Задания:
(a) Какой исход выборов, по словам текста о демократии, многие разумные люди считают антидемократическим, хотя он стал результатом приемлемого соблюдения демократической процедуры?
(b) Поменяйте в тексте о демократии «разумные люди» на «здравомыслящие люди» и перепишите отрывок от «Что же при всем» до «соблюдения демократической процедуры.».
(c) Подхватите текст о демократии после его последнего предложения и продолжите рассуждение.

Фрагмент страницы:

● ● ● ●

Что же при всем при этом происходит с демократией, если ее рассматривать как результат коллективных решений, а не особый способ достигать их? Если мы просто согласимся называть демократией положение дел, полученное в результате применения демократической процедуры, каким бы оно ни оказалось (подобно тому, как можно считать справедливостью то, что следует из справедливой процедуры), то никакое «а не» в формулировке данного вопроса, т. е. никакое осмысленное разграничение, будет невозможно. Но демократические правила не обладают тем свойством, что если применяются только они, то разумные люди обязательно согласятся с тем, что результатом этих правил является демократия. Многие разумные люди, на самом деле, считают победу нацистов в Германии на выборах в 1933 г. антидемократической, хотя она стала результатом приемлемого соблюдения демократической процедуры.
Является ли для большинства демократическим результатом то, что власть вручается тоталитарному государству, чьим открыто провозглашенным намерением является подавление конкуренции за власть, а тем самым отмена правила большинства, голосования и всех остальных демократических ингредиентов, — это вопрос, на который нет достаточно очевидного ответа. Подобно праву свободного человека продать себя в рабство, отмену демократии в результате демократического выбора большинства следует рассматривать в контексте причинно-следственных связей, в терминах возможных альтернатив и мотивов этого выбора, а не просто в терминах антидемократических последствий, какими бы тяжелыми они ни были. Каким бы ни оказался окончательный вывод, даже если бы в конце концов выбор в пользу тоталитаризма был признан демократическим, ясно, что его зависимость от фактического контекста исключает простую идентификацию по происхождению, основанную на принципе «демократический, потому что получен демократическим путем».

● ● ● ●

Предоставленные материалы:
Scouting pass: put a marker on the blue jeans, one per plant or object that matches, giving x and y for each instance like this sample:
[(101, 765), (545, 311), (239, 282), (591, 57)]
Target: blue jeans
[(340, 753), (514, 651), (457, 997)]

● ● ● ●

Ответы:
(a) Победу нацистов на выборах в Германии в 1933 г.

(b)
Что же при всем при этом происходит с демократией, если ее рассматривать как результат коллективных решений, а не особый способ достигать их? Если мы просто согласимся называть демократией положение дел, полученное в результате применения демократической процедуры, каким бы оно ни оказалось (подобно тому, как можно считать справедливостью то, что следует из справедливой процедуры), то никакое «а не» в формулировке данного вопроса, т. е. никакое осмысленное разграничение, будет невозможно. Но демократические правила не обладают тем свойством, что если применяются только они, то здравомыслящие люди обязательно согласятся с тем, что результатом этих правил является демократия. Многие здравомыслящие люди, на самом деле, считают победу нацистов в Германии на выборах в 1933 г. антидемократической, хотя она стала результатом приемлемого соблюдения демократической процедуры.

(c)
Если положение дел, устанавливающееся в результате применения признанных демократических правил, не обязательно является демократией, то что тогда ею является? Один из ответов, неявно присутствующий в значительной части политического дискурса XX в., заключается в том, что термин «демократический» просто означает одобрение без жестко определенного содержания. Демократия превращается в хорошую жизнь. Если может быть две точки зрения на то, что представляет собой хорошая жизнь, то может быть две точки зрения и на то, что такое «демократический». Лишь в обществе с очень однородной культурой государство и его соперники в борьбе за власть могут иметь одинаковое представление о демократии. Если претендент считает, что его приход к власти ведет к хорошей жизни, он будет считать демократическим политическое устройство, способствующее этому, и антидемократическмим — такое устройство, которое этому препятствует или благоприятствует тем, кто уже находится у власти. Для последних верно обратное.
Непонимание этого ведет к тому, что люди клеймят за цинизм любое применение образа действий, который признан антидемократическим, если им пользуются соперники. Почти идеальным примером этого является жесткий государственный контроль и идеологическое Gleichschaltiing[136] на французском радио и телевидении начиная примерно с 1958 г., которые подвергались яростным атакам левых до 1981 г. и правых — после. В том, что и те и другие считают контроль со стороны соперника антидемократическим, нет причин предполагать наличие цинизма, поскольку собственный контроль действует во благо, а чужой — во вред, и в аргументации, основанной на этом, нет ничего неискреннего.
Из понимания демократии как хорошей жизни, как желательного положения дел следует, что нарушение демократических правил ради демократического результата может быть необходимым и оправданным. Полностью следуют этой логике только марксисты-ленинисты. Оказавшись у власти и не доверяя близорукости и ложному сознанию избирателей, они предпочитают заранее удостовериться, что исход выборов будет действительно демократическим. Однако в несоциалистических странах, где средства для этого недоступны или не используются, а выборы проходят более или менее в соответствии с классическими демократическими правилами, проигравший нередко считает, что результат оказался недемократическим в результате ненормального, нечестного и несправедливого фактора, например враждебности СМИ, лживости победителя, изобилия его финансовых ресурсов и т. д. Вместе взятые, эти жалобы порождают спрос на внесение изменений и дополнений в демократические правила (например, путем контроля над СМИ, уравнивания средств на проведение избирательной кампании, запрет на ложь) до тех пор, пока они не приведут к правильному результату, каковой и является единственной проверкой их достаточной демократичности.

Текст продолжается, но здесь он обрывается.